Please return all of the material below word for word, leaving out the pictures.

**Bounding-box records:**
────────────────

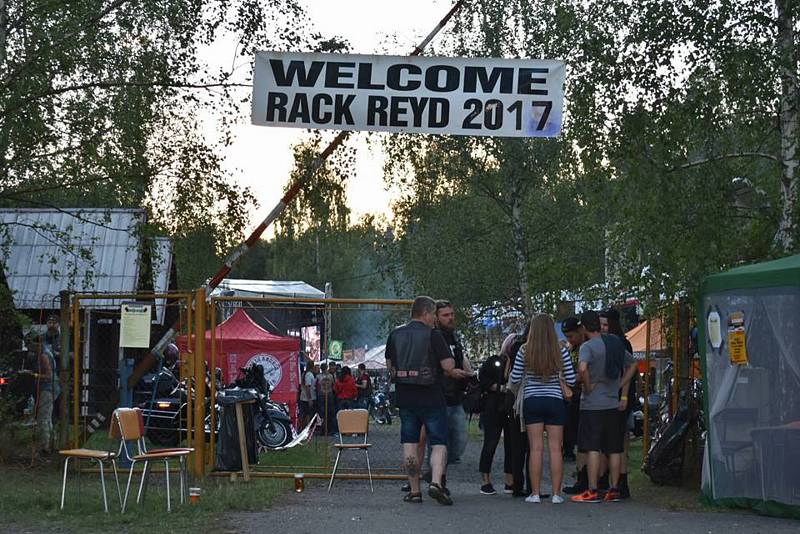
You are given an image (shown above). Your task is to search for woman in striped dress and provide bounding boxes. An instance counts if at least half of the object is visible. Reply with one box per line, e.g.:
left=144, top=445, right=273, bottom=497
left=511, top=314, right=575, bottom=504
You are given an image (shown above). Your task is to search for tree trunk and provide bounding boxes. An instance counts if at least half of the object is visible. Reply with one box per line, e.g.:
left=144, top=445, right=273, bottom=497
left=0, top=0, right=8, bottom=66
left=511, top=192, right=533, bottom=318
left=774, top=0, right=800, bottom=252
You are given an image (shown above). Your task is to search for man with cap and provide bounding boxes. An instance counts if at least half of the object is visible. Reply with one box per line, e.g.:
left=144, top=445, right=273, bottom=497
left=561, top=317, right=589, bottom=495
left=572, top=311, right=636, bottom=503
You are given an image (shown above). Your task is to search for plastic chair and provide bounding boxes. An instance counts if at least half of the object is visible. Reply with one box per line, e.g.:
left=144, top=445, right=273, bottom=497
left=111, top=408, right=194, bottom=513
left=328, top=410, right=375, bottom=492
left=58, top=424, right=122, bottom=513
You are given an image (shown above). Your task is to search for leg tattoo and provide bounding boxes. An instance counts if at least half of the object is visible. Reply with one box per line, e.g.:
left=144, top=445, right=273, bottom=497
left=406, top=456, right=419, bottom=478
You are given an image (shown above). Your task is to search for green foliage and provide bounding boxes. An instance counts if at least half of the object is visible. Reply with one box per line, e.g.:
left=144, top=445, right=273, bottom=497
left=0, top=0, right=332, bottom=287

────────────────

**Result of the task:**
You are given an image (shown above). Your task is to search for woman in striped dress and provide bounding boxes. An instance counts if at least half of the object is visible. Reply with one box per line, e.g.:
left=144, top=445, right=273, bottom=497
left=511, top=314, right=575, bottom=504
You are given an image (shown above). Your task is to search for tree trunk and provide bounding boxes. An instance counts if at least half of the object is visible. Reply with one box per line, e.g.:
left=144, top=445, right=273, bottom=497
left=0, top=0, right=8, bottom=66
left=511, top=192, right=533, bottom=318
left=774, top=0, right=800, bottom=252
You are given an image (shown above). Your task is to search for man with cap and provide bounding boxes. An instance counts if at least half of the object is visible. Reply with one box per line, e.g.:
left=144, top=445, right=273, bottom=497
left=561, top=317, right=589, bottom=495
left=572, top=311, right=636, bottom=503
You are given an image (shown above). Your task is to search for plastic chair and provide bounding boxes. An instance counts if at least half of the object is visible. Reply with one box per line, e.g.:
left=144, top=445, right=273, bottom=497
left=111, top=408, right=194, bottom=513
left=328, top=410, right=375, bottom=492
left=58, top=424, right=122, bottom=513
You are given an image (shown above). Your task is to search for leg tattoo and provide bounding boxes. An instance counts if at least half of the object is visible. Reply with one box per line, e.g.:
left=144, top=445, right=273, bottom=497
left=406, top=456, right=419, bottom=478
You are given an image (shown above). Your task is to search for green foliage and provide bounding boxes. An instance counts if at least half of the object is visible. Reply with one box per line, e.g.:
left=144, top=445, right=273, bottom=497
left=0, top=0, right=332, bottom=287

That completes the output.